(DATA)

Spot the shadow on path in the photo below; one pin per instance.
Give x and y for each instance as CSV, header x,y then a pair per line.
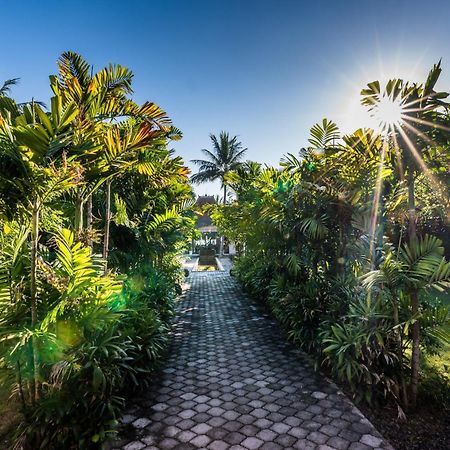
x,y
232,381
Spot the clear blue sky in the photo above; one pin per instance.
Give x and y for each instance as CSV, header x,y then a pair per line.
x,y
266,70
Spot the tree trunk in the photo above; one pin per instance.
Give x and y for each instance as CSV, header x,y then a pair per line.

(End DATA)

- [EXERCISE]:
A bare number is the whole answer: how many lines in the listing hold the string "above".

- [RESPONSE AREA]:
2